┌────────

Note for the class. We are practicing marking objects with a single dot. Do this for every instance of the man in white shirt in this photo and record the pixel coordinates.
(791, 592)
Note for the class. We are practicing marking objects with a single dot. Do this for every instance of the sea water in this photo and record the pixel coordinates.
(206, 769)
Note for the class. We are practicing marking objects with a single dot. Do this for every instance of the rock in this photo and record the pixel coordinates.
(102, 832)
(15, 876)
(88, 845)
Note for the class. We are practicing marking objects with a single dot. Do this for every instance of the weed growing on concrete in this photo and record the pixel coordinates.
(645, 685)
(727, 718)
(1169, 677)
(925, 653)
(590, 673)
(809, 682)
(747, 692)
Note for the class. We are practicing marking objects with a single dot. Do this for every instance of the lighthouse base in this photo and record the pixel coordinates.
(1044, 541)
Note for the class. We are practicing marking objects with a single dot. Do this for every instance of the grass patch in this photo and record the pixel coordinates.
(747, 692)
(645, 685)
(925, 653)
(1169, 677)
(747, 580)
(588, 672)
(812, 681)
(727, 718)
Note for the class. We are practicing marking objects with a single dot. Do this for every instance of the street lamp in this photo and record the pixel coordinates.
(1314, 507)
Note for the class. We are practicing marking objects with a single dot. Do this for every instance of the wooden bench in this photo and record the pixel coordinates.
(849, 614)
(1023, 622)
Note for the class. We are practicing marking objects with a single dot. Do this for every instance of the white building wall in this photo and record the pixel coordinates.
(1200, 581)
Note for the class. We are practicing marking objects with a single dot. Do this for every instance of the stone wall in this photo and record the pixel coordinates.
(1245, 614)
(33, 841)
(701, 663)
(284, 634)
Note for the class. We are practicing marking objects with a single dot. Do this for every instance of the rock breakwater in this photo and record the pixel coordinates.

└────────

# Exercise requirements:
Starting with the line that contains "of the lighthouse", print each line through the last one in the listing. Include both end lines and add nothing.

# Exercise solution:
Note for the class. We are practicing marking objects with a single dot. Do this for every instance of the lighthouse base in this photo and record the pixel coordinates.
(1044, 541)
Note for the class. We are practicing marking objects with a single dot. Do this for every instance of the grass patch in this photo and record the pixel coordinates.
(747, 692)
(645, 685)
(925, 653)
(1169, 677)
(747, 580)
(588, 672)
(812, 681)
(727, 718)
Note for the class. We are practicing marking objects with a single dot. Do this for every instance of the street lamp in this photo and record the pixel coordinates.
(1314, 507)
Note for the class. We are practicing marking objects with a single dot. Do this for every instance of the wooden bench in this photo and record the pixel coordinates.
(849, 614)
(1023, 622)
Note for the class. We are practicing marking objects with a single dot. Do this for every instance of the white building wall in this photo and record the pixel coordinates.
(1200, 581)
Note for the class. We are practicing marking objects with a single dot. Do this for every instance of the stone wall in this photo and record the pixel coordinates.
(1245, 614)
(33, 841)
(701, 663)
(284, 634)
Note for the class. We are practicing marking objects with a single dot. Do this for every instance of the rock breakwater in this photo and record the pixel coordinates.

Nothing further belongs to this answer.